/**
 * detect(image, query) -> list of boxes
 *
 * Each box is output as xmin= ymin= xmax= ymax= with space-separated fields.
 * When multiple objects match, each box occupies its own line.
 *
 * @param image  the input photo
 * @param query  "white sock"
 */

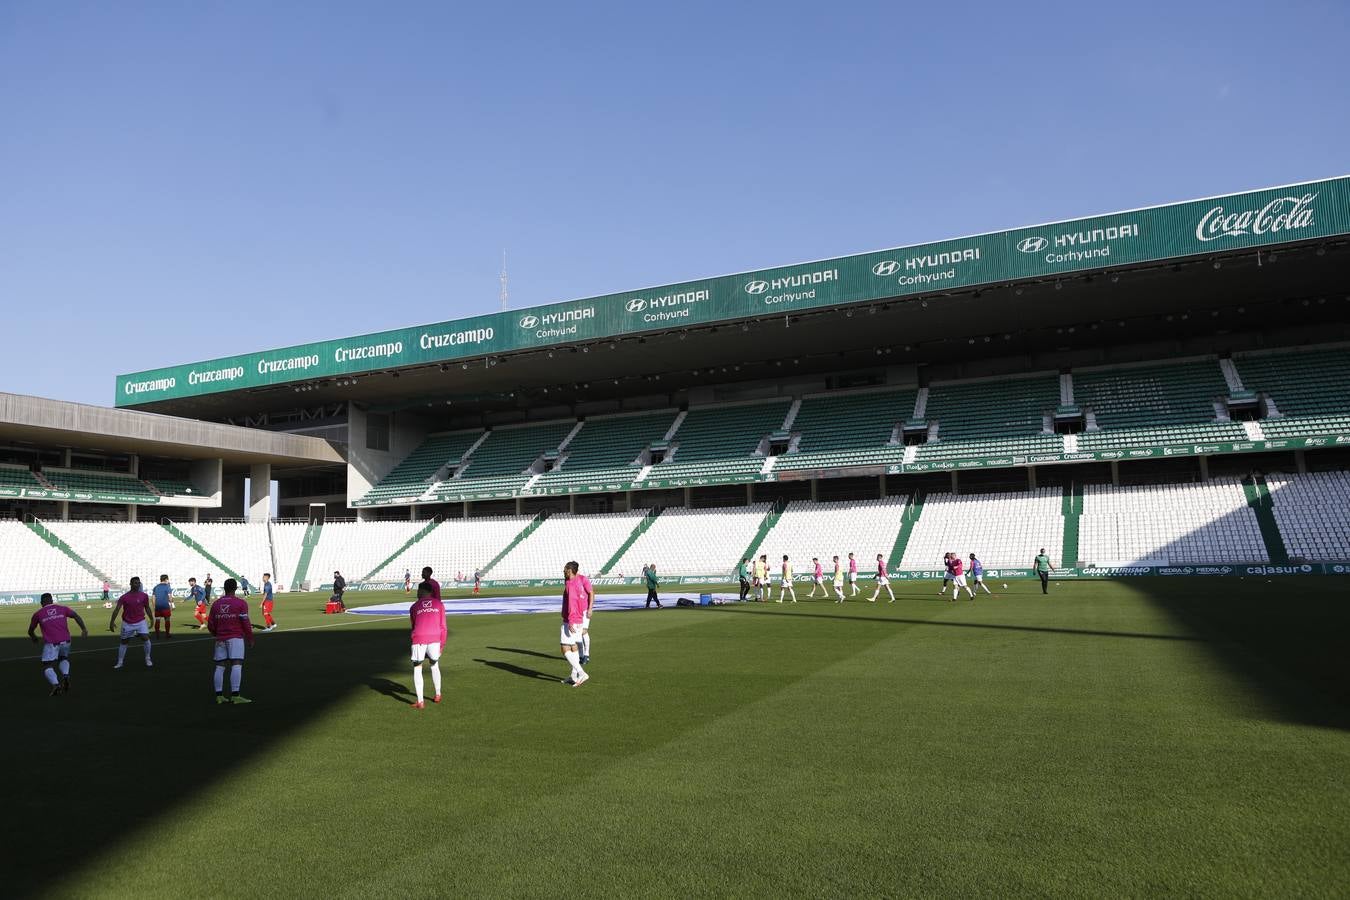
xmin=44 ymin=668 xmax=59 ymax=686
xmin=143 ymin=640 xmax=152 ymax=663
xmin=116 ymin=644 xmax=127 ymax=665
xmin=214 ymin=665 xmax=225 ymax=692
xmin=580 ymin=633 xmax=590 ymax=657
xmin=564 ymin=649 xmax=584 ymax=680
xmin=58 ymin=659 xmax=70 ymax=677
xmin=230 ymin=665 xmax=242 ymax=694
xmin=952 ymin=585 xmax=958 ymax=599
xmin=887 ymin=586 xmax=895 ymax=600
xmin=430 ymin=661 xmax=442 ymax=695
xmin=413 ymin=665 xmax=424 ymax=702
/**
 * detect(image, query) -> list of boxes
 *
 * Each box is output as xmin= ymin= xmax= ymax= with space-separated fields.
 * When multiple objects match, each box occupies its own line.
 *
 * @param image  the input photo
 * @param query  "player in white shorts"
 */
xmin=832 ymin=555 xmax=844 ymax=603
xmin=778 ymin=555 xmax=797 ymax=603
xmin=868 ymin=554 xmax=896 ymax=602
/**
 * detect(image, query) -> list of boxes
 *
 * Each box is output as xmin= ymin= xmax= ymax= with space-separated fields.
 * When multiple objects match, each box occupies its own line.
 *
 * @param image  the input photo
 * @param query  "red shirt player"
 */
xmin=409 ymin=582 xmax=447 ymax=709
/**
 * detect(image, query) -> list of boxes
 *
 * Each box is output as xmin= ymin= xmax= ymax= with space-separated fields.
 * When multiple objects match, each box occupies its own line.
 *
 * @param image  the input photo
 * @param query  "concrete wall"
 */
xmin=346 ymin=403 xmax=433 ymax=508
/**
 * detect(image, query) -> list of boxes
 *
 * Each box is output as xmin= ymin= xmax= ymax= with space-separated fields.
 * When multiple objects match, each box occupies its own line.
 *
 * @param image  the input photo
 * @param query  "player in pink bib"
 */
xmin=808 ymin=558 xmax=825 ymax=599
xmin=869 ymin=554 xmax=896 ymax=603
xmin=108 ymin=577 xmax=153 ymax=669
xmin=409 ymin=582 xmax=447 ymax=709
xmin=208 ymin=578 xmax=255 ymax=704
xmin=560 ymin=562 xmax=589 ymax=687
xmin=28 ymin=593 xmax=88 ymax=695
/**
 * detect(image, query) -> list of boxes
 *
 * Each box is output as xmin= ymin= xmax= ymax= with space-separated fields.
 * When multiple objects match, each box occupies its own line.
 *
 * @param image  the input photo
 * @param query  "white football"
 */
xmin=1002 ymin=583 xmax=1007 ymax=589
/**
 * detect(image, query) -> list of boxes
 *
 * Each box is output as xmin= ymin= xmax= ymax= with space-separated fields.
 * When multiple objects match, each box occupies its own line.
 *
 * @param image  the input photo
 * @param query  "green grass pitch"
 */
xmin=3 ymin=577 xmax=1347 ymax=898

THE TASK: Restate the data above word for word, so that the only difference is the missing pictures.

EXERCISE RESPONSE:
/**
 * detect(image, query) -> list of boxes
 *
 * Each box is output as xmin= ymin= xmax= ymax= with space-separated fields.
 * When multiple objects match, each box occupies its own line.
 *
 * @param image  the input photo
 * @param query  "white sock"
 */

xmin=44 ymin=668 xmax=59 ymax=686
xmin=143 ymin=640 xmax=152 ymax=663
xmin=116 ymin=644 xmax=127 ymax=665
xmin=214 ymin=665 xmax=225 ymax=692
xmin=580 ymin=633 xmax=590 ymax=657
xmin=564 ymin=649 xmax=584 ymax=680
xmin=58 ymin=659 xmax=70 ymax=677
xmin=230 ymin=665 xmax=242 ymax=694
xmin=952 ymin=585 xmax=958 ymax=599
xmin=887 ymin=586 xmax=895 ymax=600
xmin=430 ymin=661 xmax=442 ymax=695
xmin=413 ymin=665 xmax=424 ymax=702
/**
 * detect(image, query) -> list of boxes
 *
 * Each box is output as xmin= ymin= xmax= ymax= with space-separated fields.
 * When multiple objects match, each box occupies its own line.
 *
 * @param image  the input photo
 * @param query  "player in white shorts"
 */
xmin=832 ymin=555 xmax=844 ymax=603
xmin=778 ymin=555 xmax=797 ymax=603
xmin=868 ymin=554 xmax=896 ymax=602
/**
 * detect(image, query) -> list of boxes
 *
 * Each box is output as xmin= ymin= xmax= ymax= with space-separated fields.
 * When multiple objects match, each box occupies its own line.
 *
 * @param image  the input photo
 * @param query  "red shirt player"
 */
xmin=409 ymin=582 xmax=447 ymax=709
/**
 * detect(image, query) -> list of boxes
 *
 * Each box is output as xmin= ymin= xmax= ymax= with space-separated fields.
 * When multiple objects match, each box occupies its own line.
 *
 * @param image  the input photo
 * @param query  "concrete wall"
 */
xmin=346 ymin=403 xmax=433 ymax=508
/**
 * detect(image, query) -> list of boxes
 *
 * Each box is output as xmin= ymin= xmax= ymax= with space-separated fields.
 * When multiple objects match, each box occupies its own line.
 *
 * @param image  the input photo
 * @param query  "player in pink bib"
 */
xmin=808 ymin=558 xmax=825 ymax=599
xmin=869 ymin=554 xmax=896 ymax=603
xmin=108 ymin=577 xmax=153 ymax=669
xmin=409 ymin=582 xmax=447 ymax=709
xmin=208 ymin=578 xmax=255 ymax=704
xmin=560 ymin=562 xmax=589 ymax=687
xmin=28 ymin=593 xmax=88 ymax=695
/**
 * detect(image, query) -> list of boxes
 *
 * Each box is output as xmin= ymin= xmax= ymax= with space-separated fields.
 * When multiple objects match, each box occupies its own line.
 *
 * @param image  the input photo
 * @param query  "white football"
 */
xmin=1002 ymin=583 xmax=1007 ymax=589
/**
 * detect(image, query) -> list of boxes
 *
 * Each box is output as xmin= ymin= xmax= ymax= with space-separated fields.
 * When multiple objects match, each box occupies its own line.
 *
 * @param image  the input photo
 * @param query  "green grass pitch"
 */
xmin=3 ymin=577 xmax=1347 ymax=898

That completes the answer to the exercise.